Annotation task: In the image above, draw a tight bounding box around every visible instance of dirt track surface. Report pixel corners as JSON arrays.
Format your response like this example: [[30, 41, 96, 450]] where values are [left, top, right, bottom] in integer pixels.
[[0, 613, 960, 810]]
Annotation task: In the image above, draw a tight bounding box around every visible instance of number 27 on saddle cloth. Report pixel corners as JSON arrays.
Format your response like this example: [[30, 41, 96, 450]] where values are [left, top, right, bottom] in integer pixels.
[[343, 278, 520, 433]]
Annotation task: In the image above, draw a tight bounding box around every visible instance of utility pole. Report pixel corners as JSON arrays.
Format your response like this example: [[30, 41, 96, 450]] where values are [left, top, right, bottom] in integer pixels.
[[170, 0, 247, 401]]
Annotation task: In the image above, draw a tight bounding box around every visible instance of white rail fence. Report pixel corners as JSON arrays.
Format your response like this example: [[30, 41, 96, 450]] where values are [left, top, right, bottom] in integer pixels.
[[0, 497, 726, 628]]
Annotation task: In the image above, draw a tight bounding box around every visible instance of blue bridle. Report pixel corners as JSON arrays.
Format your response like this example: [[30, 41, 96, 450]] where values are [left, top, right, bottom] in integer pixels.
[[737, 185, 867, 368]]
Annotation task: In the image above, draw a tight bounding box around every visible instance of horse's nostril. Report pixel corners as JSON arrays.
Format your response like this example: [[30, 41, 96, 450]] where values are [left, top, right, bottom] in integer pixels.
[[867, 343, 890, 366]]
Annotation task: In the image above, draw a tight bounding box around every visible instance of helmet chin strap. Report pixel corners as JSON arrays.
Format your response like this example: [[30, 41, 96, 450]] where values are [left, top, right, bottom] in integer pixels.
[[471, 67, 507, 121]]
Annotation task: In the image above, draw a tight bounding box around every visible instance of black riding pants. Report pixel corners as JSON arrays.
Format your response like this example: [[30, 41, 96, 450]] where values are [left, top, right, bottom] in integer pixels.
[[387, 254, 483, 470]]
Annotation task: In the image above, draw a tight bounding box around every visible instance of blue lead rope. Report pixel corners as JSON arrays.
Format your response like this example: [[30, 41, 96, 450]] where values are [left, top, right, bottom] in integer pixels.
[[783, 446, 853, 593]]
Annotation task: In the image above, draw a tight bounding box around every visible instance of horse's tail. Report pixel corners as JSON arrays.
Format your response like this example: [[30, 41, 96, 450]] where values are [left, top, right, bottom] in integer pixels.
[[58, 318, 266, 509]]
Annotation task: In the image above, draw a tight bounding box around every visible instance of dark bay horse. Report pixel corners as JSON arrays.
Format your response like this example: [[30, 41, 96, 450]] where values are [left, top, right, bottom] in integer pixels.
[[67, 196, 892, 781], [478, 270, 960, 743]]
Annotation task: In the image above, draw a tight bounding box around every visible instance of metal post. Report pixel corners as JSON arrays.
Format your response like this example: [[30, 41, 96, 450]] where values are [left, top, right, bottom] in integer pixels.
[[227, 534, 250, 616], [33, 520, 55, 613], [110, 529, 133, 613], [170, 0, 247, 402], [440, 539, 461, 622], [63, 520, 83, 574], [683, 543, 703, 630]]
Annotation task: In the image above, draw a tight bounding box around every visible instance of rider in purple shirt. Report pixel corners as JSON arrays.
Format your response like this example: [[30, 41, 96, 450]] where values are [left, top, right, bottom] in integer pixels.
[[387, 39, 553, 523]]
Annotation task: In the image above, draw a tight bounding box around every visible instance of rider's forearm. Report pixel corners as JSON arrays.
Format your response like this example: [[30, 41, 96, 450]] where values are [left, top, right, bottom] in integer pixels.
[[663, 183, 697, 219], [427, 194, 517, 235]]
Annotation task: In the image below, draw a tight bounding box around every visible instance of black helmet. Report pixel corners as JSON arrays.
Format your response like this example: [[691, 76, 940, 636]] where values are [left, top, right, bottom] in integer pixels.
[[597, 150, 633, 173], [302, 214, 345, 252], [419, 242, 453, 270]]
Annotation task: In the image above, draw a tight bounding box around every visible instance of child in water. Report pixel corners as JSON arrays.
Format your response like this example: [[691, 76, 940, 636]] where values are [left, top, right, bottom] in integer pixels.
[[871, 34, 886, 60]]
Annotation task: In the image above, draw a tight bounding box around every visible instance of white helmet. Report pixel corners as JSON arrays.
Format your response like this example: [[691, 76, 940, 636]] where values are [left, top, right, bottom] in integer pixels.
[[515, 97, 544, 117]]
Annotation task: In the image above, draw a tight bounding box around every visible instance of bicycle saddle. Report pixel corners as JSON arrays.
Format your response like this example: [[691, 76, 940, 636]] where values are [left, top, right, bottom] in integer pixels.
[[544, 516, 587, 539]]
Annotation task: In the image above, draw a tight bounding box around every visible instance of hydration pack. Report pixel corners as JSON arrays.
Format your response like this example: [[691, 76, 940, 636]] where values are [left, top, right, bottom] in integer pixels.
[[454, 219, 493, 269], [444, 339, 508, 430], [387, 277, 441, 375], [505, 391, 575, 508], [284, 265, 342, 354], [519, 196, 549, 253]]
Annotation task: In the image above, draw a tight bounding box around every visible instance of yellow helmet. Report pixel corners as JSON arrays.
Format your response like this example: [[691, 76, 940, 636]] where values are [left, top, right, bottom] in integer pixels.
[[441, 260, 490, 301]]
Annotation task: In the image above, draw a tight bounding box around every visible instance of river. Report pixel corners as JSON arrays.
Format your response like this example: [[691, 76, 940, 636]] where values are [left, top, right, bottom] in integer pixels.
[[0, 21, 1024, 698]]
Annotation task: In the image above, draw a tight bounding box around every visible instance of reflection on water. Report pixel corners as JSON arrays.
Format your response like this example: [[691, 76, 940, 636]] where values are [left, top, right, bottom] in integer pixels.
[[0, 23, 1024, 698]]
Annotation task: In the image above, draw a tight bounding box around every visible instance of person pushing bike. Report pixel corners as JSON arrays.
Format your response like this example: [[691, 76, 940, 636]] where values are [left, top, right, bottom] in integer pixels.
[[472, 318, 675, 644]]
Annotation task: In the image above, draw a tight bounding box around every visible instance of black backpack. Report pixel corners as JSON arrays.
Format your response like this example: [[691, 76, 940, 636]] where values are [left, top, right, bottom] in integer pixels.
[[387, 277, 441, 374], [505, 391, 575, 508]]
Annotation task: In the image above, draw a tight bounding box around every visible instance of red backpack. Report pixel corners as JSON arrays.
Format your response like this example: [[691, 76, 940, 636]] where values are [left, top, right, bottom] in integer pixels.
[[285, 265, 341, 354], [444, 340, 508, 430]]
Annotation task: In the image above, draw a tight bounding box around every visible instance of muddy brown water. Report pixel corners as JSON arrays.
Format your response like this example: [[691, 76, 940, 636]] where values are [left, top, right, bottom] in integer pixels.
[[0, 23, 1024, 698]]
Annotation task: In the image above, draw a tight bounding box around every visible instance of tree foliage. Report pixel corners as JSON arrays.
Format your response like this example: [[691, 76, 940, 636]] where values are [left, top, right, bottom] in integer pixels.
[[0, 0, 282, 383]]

*INSTRUCTIONS FOR THE TASK*.
Reproduce every one of the rows above word for word, leaving nothing out and changing nothing.

*THE RESULT*.
Annotation task: In the image above, draw a tight bounding box around every visible instance of dirt track surface. Report pixel corners as JSON arrays.
Format your response like this example: [[30, 41, 96, 450]] where values are [left, top, right, bottom] in integer pixels.
[[0, 613, 960, 810]]
Annotation task: In the image above, draw a tight bounding box around every visible instance of number 27 on saddle cloth. Report pixel corners as JSON arrays.
Format your response like this example: [[30, 41, 96, 450]] where values are [left, top, right, bottom] in integer pixels.
[[343, 278, 520, 433]]
Annotation task: In the image above, draw a tight bounding box around every visible instance of utility pole. Report pixel corners as JSON arrays.
Format your response like this example: [[30, 41, 96, 450]] where values are [left, top, right, bottom] in integer pixels.
[[170, 0, 247, 401]]
Annotation task: In the image above, draw a tight bounding box around every visible instance of white rail fence. Report pixel corners as JSON arrays.
Format your response like this example: [[30, 41, 96, 450]] where values are [left, top, right, bottom] in integer pixels.
[[0, 497, 726, 628]]
Annotation task: In the image above, draw a tight bounding box around every visible instance of blue bridle. Report pixel corners as JSON arrays.
Format your response like this example: [[30, 41, 96, 450]] where values are [left, top, right, bottom] in integer pixels.
[[737, 185, 867, 368]]
Annotation task: In the image above, draw a tight bounding box around every visible instance of horse's nostril. Report pixel corners as JSON arrays.
Format your response like this example: [[30, 41, 96, 450]] where values are [left, top, right, bottom] in integer pixels.
[[867, 343, 890, 366]]
Annotation task: In the image above, draw a tight bounding box around every visible instance of helmet chin strap. Report pixel corners as JSON arrays.
Format your response like this example: [[30, 41, 96, 450]] where values are [left, top, right, bottom] in integer pixels.
[[471, 67, 507, 121]]
Annotation task: In the image above, draw a tight bounding box around every visible instance of black riding pants. Report pixel corners as JSON arrays.
Format your response like this example: [[30, 41, 96, 450]] where values are [left, top, right, bottom] in integer pixels.
[[387, 254, 483, 470]]
Annotation task: In the image above, draw a tight bounding box around every visible instance of blue lead rope. Report pixel corners as JSON arrays.
Format your response like this example: [[30, 41, 96, 450]] where values are [left, top, right, bottom] in integer pixels.
[[783, 446, 853, 593]]
Annotation task: In the image above, draw a tight bounding box around every visible instance of horse's tail. Report pixel corners as JSON arrays.
Format your response like this example: [[30, 41, 96, 450]] where values are [left, top, right, bottom] in integer pixels.
[[58, 318, 266, 509]]
Annotation task: In the image above, draw a tight bounding box around every visible instance of dark bay horse. Report pixel corners as JSON arrays.
Format your response like this example: [[30, 41, 96, 450]] where values are [left, top, right, bottom] in integer pixels.
[[67, 196, 892, 781], [478, 270, 960, 743]]
Annotation task: In the image above, draw a tight bounding box around every visible instance of metal post. Report pixel corners as JSON arrays.
Format your response like this example: [[30, 41, 96, 450]] where values are [left, top, right, bottom] in integer pixels.
[[227, 534, 250, 616], [33, 520, 55, 613], [110, 529, 133, 613], [170, 0, 247, 402], [440, 539, 461, 622], [63, 520, 83, 574], [683, 543, 703, 630]]
Annotation task: In the image above, draw a tight bounding box around every visible instance of rider in purple shirt. Report pixel corners as JSON arrays.
Format your response like this example: [[30, 41, 96, 450]] where values are [left, top, right, bottom] in integer pixels.
[[387, 39, 553, 523]]
Annotation task: In the image above, draw a tight bounding box around every visible instance of rider's forearm. Report pixel corners as JSON arrays.
Format your response like this example: [[30, 41, 96, 450]] where values are [left, top, right, bottom] in integer pixels.
[[663, 183, 697, 219], [427, 194, 517, 235]]
Annotation task: In the image below, draw a tight bounding box around every visible instance of black helmet. Report pixel corners as JSON arrays.
Format your response like this example: [[691, 76, 940, 636]] where values are [left, top, right, bottom] in integer pixels.
[[597, 150, 633, 173], [302, 214, 345, 252], [419, 242, 453, 270]]
Annotation task: In the image above, draw a tight bounding box around every visible instance of child in water. Report pixel corners as JSON arrays.
Format your response like this example: [[691, 76, 940, 636]] where values are [left, top, right, bottom] in integer pixels.
[[871, 34, 886, 60]]
Annotation task: In the image above, draw a tight bounding box around every visible instance of white helmet. Report pixel corners as JSON arrays.
Format your response like this example: [[691, 76, 940, 636]] where values are [left, top, right, bottom] in integer pixels.
[[515, 97, 544, 117]]
Annotation task: In the image above, draw a tight bounding box around every visible instance of bicycle saddle. Report pixel corners as JSON arrays.
Format your response like this example: [[691, 76, 940, 636]] where values are [left, top, right, bottom] in integer pixels.
[[544, 516, 587, 539]]
Annotation task: In the image above, draw a tight bounding box around every visible instance of hydration pack. Report pixel corners as JSON arrays.
Format your response like this example: [[691, 76, 940, 636]] where values are [left, top, right, bottom] in integer pixels.
[[454, 219, 493, 269], [444, 339, 508, 430], [387, 277, 441, 375], [505, 391, 575, 508], [284, 265, 342, 354], [519, 196, 549, 253]]
Annotation task: In the image above, draw a tight bounding box around every visible instance of yellow helmet. Report pixel corners as JSON arrays.
Format your response like this example: [[691, 76, 940, 636]] where values are [left, top, right, bottom] in integer pixels.
[[441, 260, 490, 301]]
Annotation task: In the image above, draw a tight bounding box around every visible instance of river. Report pixel corners as JSON arrays.
Format your response like this example: [[691, 76, 940, 636]] where values are [left, top, right, bottom] in integer pixels.
[[0, 21, 1024, 698]]
Annotation task: In the image above, draw a tight bounding box around every visible instance of reflection on water. Report pixel corners as JSON arrays.
Format your response like this example: [[691, 76, 940, 636]] where values are [left, top, right, bottom] in integer pixels.
[[0, 23, 1024, 698]]
Annotation task: In the image above, draw a tight bounding box around every visible instance of person pushing bike. Report pixel corners as JSON arrays.
Format your response like this example: [[691, 76, 940, 636]] where values are [left, top, right, bottom] in integer pixels.
[[472, 318, 675, 644]]
Annotation task: In the image above, draw a tight bounding box around every visible instance of black backpack. Report pixel corners as JSON arrays.
Format your response like this example: [[691, 76, 940, 636]] where values are [left, top, right, bottom] in integer pixels.
[[387, 277, 441, 374], [505, 391, 575, 508]]
Annotation task: In the image above, draw a tight bounding box around every visible instance of red backpack. Report pixel corners as JSON arrays.
Format your response like this example: [[691, 76, 940, 636]] where values are [left, top, right, bottom] in integer pixels.
[[285, 265, 341, 354], [444, 340, 508, 430]]
Annotation task: In the image above, draw a tight bounding box around every visible instance of muddy brown water. Report pixel corners as JSON arrays.
Format your response like this example: [[691, 76, 940, 636]] where values are [left, top, right, bottom] in integer pixels.
[[0, 23, 1024, 698]]
Annotation task: In the image above, draw a tight bounding box around every visible instance of tree foliage. Report pixel corners as JSON arrays.
Format your response like this example: [[691, 76, 940, 636]] where values are [left, top, right, bottom] in integer pixels.
[[0, 0, 282, 383]]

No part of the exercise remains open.